◆ Requirement ◆
Copy out only the lines from the one with "Basketball game film review: mark the sandy" through the last line below, requests included. Multiply each box coordinate in the answers by 0.25 and round to whole numbers, rounding halves up.

====== Records provided

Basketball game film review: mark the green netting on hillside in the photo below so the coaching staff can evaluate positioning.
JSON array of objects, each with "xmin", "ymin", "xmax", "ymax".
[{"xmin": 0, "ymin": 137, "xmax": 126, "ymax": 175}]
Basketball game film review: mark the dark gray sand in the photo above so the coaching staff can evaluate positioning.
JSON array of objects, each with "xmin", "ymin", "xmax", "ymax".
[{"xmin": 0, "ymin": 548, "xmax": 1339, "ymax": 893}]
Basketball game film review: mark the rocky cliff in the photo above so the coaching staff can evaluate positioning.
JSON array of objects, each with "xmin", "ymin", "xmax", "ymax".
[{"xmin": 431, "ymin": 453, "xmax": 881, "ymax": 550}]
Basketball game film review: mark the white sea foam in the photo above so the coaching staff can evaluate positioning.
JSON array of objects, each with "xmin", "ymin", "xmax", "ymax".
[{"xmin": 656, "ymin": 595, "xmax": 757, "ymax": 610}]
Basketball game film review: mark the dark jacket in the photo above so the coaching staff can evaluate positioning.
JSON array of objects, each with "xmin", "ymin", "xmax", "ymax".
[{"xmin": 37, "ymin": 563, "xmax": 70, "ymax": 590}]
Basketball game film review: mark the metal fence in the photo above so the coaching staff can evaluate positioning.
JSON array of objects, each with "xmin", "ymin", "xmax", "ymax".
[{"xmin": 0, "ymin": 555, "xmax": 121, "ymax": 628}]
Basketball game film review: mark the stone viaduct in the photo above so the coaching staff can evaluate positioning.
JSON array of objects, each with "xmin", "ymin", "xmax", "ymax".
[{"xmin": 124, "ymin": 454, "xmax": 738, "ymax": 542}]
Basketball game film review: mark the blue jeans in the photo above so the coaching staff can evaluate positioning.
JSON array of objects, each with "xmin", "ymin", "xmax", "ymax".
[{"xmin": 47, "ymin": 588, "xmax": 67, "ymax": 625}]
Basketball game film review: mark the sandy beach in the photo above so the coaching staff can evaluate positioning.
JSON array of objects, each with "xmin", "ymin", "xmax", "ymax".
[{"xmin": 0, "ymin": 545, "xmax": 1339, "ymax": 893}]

============

◆ Solution ◆
Basketball game film review: mark the sandy beach in the photo above so the coaching staff can evaluate positioning.
JSON array of objects, each with "xmin", "ymin", "xmax", "ymax".
[{"xmin": 0, "ymin": 136, "xmax": 335, "ymax": 223}]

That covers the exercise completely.